Опубликовано в журнале Дружба Народов, номер 2, 2015
Фрумкин Константин Григорьевич
— культуролог, журналист. Публикации
в «Дружбе народов»: «Парадоксы традиционализма. По следам одной дискуссии» (№
2, 1998); «Традиционалисты: портрет на фоне текстов» (№ 6, 2002); «Политкорректность
— это судьба» (№ 3, 2010).
Всякая революция имеет смысл лишь постольку, поскольку воплощает некую важную и исторически перспективную тенденцию общественного развития. Именно поэтому значимость революции нельзя оценить сразу, но лишь по прошествии лет, когда становятся ясными ее последствия и видны направления исторического движения, ускоренные или задержанные политическим переворотом. В этой связи Великая Октябрьская революция — независимо от оценки ее последствий — была безусловно исторически плодотворной, поскольку не только привела к превращению России в социалистическое государство на многие годы, но и послужила началом формирования «мировой социалистической системы». То же самое можно сказать и о кемалистской революции в Турции, резко ускорившей процесс европеизации этой страны.

### МАТЕРИАЛ
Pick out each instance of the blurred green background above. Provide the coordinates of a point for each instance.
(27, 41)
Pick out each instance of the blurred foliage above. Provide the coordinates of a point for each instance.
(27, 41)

### ЗАДАНИЯ К УПРАЖНЕНИЮ
(a) Какой процесс, согласно отрывку, резко ускорила кемалистская революция в Турции?
(b) Перепишите из отрывка без изменений часть, которая открывается словами «Опубликовано в журнале» и заканчивается словами «(№ 3, 2010).».

### ИТОГОВЫЕ ОТВЕТЫ
(a) Процесс европеизации Турции.

(b)
Опубликовано в журнале Дружба Народов, номер 2, 2015
Фрумкин Константин Григорьевич
— культуролог, журналист. Публикации
в «Дружбе народов»: «Парадоксы традиционализма. По следам одной дискуссии» (№
2, 1998); «Традиционалисты: портрет на фоне текстов» (№ 6, 2002); «Политкорректность
— это судьба» (№ 3, 2010).